--- start of Entries supplied ---
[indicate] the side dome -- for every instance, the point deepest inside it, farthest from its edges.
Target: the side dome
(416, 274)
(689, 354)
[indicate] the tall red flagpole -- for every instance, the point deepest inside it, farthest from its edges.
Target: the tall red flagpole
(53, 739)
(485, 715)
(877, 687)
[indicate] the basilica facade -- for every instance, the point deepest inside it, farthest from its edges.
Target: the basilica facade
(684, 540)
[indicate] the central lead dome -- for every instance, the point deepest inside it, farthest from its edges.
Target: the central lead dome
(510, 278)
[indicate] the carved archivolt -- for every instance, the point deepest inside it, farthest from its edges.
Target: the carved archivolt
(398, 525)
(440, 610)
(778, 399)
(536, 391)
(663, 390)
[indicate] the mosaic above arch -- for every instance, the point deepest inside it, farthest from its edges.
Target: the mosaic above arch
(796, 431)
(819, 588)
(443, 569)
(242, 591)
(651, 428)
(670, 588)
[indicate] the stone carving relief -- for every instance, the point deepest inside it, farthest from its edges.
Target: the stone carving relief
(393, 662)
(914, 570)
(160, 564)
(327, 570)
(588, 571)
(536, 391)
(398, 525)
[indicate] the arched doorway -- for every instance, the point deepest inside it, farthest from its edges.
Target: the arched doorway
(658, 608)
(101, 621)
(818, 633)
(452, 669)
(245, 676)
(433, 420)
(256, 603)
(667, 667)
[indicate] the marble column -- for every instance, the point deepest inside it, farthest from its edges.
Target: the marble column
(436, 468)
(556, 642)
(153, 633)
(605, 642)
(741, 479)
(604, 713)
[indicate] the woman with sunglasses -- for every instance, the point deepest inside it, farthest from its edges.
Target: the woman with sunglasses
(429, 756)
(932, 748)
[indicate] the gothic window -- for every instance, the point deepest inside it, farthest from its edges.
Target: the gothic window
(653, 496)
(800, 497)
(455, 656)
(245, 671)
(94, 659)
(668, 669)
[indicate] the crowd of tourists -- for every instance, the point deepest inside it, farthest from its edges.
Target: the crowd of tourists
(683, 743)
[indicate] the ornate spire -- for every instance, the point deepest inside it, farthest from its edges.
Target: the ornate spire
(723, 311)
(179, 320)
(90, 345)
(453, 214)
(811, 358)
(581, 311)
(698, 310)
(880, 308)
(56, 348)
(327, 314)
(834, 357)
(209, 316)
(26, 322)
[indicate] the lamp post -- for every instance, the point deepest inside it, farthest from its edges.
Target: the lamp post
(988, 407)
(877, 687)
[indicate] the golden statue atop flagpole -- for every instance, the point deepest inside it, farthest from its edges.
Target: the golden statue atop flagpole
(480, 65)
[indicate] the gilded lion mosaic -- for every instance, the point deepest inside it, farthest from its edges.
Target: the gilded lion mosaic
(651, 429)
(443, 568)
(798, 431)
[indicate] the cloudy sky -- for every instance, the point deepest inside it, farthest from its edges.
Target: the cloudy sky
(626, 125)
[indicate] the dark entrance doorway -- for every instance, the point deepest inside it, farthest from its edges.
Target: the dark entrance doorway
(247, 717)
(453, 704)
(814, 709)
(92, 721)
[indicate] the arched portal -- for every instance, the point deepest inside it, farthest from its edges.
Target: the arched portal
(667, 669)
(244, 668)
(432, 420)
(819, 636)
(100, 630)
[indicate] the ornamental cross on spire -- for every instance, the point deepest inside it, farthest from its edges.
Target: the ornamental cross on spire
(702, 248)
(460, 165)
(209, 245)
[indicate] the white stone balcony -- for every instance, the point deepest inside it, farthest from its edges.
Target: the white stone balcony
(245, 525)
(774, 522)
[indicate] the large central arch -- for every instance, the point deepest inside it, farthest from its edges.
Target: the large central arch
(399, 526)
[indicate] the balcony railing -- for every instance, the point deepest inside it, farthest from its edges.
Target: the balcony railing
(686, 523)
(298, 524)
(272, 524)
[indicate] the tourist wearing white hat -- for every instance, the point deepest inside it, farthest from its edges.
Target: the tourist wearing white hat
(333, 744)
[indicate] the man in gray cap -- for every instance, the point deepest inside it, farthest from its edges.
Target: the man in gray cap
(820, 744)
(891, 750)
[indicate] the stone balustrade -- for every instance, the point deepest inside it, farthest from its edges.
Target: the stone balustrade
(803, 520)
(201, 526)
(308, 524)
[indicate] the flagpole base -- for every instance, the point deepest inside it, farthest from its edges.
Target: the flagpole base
--- end of Entries supplied ---
Goal of the exercise | Output the records above in their entirety, exactly.

Response for this exercise |
[indicate] the side dome -- for every instance, the point deepest inside it, farthest from its edges.
Target: the side dome
(416, 274)
(689, 354)
[indicate] the tall red flagpole -- for every instance, the point deepest inside it, farthest from its edges.
Target: the tall red flagpole
(53, 739)
(485, 715)
(877, 687)
[indicate] the basilica facade -- for every instance, the point deepest inside it, farthest from its edges.
Target: the basilica facade
(684, 540)
[indicate] the central lead dome -- for every instance, the point deepest inside it, farthest from its edges.
Target: the central lead dome
(510, 278)
[indicate] the carved archivolt -- for every instance, the point deepest inside it, farthest from its edges.
Target: the carved archivolt
(398, 525)
(440, 610)
(778, 399)
(536, 391)
(663, 390)
[indicate] the mosaic above arch -- for every instance, the point deepest inside it, farthest from its edges.
Target: the mosaic above arch
(796, 431)
(819, 588)
(443, 569)
(242, 591)
(651, 428)
(670, 588)
[indicate] the stone carving relief -- for every instance, the point deepest inside it, farthest from its edges.
Target: the stone carving relief
(393, 662)
(914, 570)
(160, 564)
(327, 570)
(588, 571)
(536, 391)
(398, 525)
[indicate] the arched doorway -- for every instance, the point deepest inside it, farthest from its edges.
Target: the arched doorway
(658, 608)
(101, 621)
(818, 633)
(452, 669)
(245, 676)
(433, 420)
(256, 603)
(667, 667)
[indicate] the marble column -- for every instance, the point deepest inside it, farthest from its edges.
Target: the marble column
(436, 468)
(556, 642)
(153, 633)
(605, 642)
(741, 479)
(604, 713)
[indicate] the woman with sunglasses -- for every instance, the point deepest inside it, farthest from its edges.
Target: the woman with sunglasses
(429, 756)
(932, 748)
[indicate] the gothic window -- for every instance, the point deepest inside it, farthest from its edges.
Target: the gothic window
(653, 496)
(800, 497)
(455, 656)
(245, 671)
(94, 659)
(668, 669)
[indicate] the crowd of tourists -- for every instance, the point deepest inside it, farthest from its edges.
Target: the crowd of tourists
(683, 743)
[indicate] the ornate spire -- for every instance, the point deepest inside it, farthest from its edges.
Target: the ornate spire
(723, 311)
(179, 320)
(90, 345)
(453, 214)
(811, 358)
(581, 311)
(698, 310)
(880, 308)
(56, 348)
(327, 314)
(834, 357)
(209, 316)
(26, 322)
[indicate] the lamp post -- for every instance, the point deepest inside it, farthest from its edges.
Target: the lamp post
(988, 407)
(877, 687)
[indicate] the golden statue atop flagpole -- for every instance, the point deepest inside it, farthest from its edges.
Target: the golden statue atop flagpole
(480, 65)
[indicate] the gilded lion mosaic -- for every instance, the point deepest inside it, farthest from its edges.
Target: the gilded lion mosaic
(651, 429)
(443, 568)
(798, 431)
[indicate] the cloudy sky -- for every instance, the point deepest inside it, farthest from its edges.
Target: the cloudy sky
(626, 125)
[indicate] the dark entrance doorway -- for every instance, the point deepest inside it, farthest from its edges.
Target: the dark entrance doorway
(247, 717)
(453, 704)
(814, 709)
(92, 721)
[indicate] the arched portal -- for every instance, the point deepest inside it, farthest from its edges.
Target: the arched portal
(667, 669)
(244, 668)
(432, 420)
(819, 636)
(100, 630)
[indicate] the ornamental cross on spire -- for every instance, the point deepest inside it, farthest from its edges.
Target: the ornamental cross on spire
(702, 248)
(460, 165)
(209, 245)
[indicate] the white stone balcony -- for every instance, the point deepest inside it, farthest from its edges.
Target: the white stone balcony
(245, 525)
(774, 522)
[indicate] the large central arch -- for every instance, the point deepest inside it, farthest from its edges.
Target: the large central arch
(399, 526)
[indicate] the balcony railing -- for every instance, the point deepest inside it, farthest from its edges.
Target: the balcony railing
(686, 523)
(298, 524)
(272, 524)
[indicate] the tourist wearing white hat -- for every instance, the point deepest inside it, farthest from its edges.
Target: the tourist wearing white hat
(333, 744)
[indicate] the man in gray cap -- for every instance, the point deepest inside it, farthest from its edges.
Target: the man in gray cap
(820, 744)
(891, 750)
[indicate] the stone balustrade -- for every instance, the point deepest inside it, farthest from its edges.
Target: the stone balustrade
(803, 520)
(201, 526)
(308, 524)
[indicate] the flagpole base -- for every instance, the point deepest inside it, farthest from its edges.
Target: the flagpole base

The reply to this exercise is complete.